● Action item: Locate every line in the records that contains the string "clicks", matching case exactly, and copy each of those lines out in full.

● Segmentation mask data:

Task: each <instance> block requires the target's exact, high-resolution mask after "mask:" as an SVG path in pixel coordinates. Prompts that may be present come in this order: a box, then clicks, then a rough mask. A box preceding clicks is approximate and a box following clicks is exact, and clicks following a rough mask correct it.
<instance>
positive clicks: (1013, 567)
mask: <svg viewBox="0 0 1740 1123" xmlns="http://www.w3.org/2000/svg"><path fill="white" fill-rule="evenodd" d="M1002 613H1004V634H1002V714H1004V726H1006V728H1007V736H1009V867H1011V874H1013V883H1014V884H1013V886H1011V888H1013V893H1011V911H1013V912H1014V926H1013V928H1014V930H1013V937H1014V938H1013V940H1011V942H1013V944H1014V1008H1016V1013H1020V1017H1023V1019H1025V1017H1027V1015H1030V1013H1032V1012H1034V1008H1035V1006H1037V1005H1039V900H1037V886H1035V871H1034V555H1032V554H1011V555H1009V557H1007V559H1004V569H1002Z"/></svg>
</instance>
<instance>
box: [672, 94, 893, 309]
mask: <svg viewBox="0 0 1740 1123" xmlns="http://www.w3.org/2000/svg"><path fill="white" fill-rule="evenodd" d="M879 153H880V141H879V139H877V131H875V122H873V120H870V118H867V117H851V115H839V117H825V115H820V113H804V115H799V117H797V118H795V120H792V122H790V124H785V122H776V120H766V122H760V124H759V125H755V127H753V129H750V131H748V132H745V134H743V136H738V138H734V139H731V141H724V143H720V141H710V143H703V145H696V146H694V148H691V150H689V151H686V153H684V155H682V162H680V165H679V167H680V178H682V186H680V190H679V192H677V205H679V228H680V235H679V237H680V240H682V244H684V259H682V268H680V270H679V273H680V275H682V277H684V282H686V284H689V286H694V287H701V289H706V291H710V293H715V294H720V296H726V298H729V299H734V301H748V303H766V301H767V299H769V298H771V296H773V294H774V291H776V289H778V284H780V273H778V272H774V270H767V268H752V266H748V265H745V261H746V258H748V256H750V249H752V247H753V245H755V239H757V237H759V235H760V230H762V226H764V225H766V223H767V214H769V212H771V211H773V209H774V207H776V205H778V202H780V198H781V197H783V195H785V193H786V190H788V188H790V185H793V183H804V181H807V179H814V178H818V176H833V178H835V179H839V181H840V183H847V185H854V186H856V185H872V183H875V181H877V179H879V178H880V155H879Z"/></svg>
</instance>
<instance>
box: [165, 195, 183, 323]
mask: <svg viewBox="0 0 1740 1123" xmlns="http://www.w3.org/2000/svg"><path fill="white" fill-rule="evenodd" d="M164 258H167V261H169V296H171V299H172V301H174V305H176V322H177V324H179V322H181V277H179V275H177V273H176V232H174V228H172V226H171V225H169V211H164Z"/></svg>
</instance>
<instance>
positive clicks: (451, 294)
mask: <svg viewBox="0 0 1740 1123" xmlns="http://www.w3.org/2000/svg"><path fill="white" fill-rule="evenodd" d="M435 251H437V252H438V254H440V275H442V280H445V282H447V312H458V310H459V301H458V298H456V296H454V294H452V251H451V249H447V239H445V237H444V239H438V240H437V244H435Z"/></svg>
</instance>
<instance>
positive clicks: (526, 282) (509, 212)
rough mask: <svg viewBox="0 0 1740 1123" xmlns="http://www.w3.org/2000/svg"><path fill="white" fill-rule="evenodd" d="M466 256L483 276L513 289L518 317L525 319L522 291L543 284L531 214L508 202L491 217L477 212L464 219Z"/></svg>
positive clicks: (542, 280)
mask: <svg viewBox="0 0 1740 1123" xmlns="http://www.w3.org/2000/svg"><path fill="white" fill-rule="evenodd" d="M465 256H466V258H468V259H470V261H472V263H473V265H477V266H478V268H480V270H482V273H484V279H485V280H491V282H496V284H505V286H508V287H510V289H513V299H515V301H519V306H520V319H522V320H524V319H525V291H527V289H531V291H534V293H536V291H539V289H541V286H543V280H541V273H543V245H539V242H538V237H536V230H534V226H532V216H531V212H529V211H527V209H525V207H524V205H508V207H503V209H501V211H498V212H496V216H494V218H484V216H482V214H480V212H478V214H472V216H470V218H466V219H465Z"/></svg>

● Result of this exercise:
Task: each <instance> block requires the target's exact, high-resolution mask after "mask:" as an SVG path in pixel coordinates. Prompts that may be present come in this order: a box, then clicks, then a rough mask. A box preceding clicks is approximate and a box following clicks is exact, and clicks following a rough mask correct it.
positive clicks: (1013, 567)
positive clicks: (451, 294)
positive clicks: (526, 282) (509, 212)
positive clicks: (542, 280)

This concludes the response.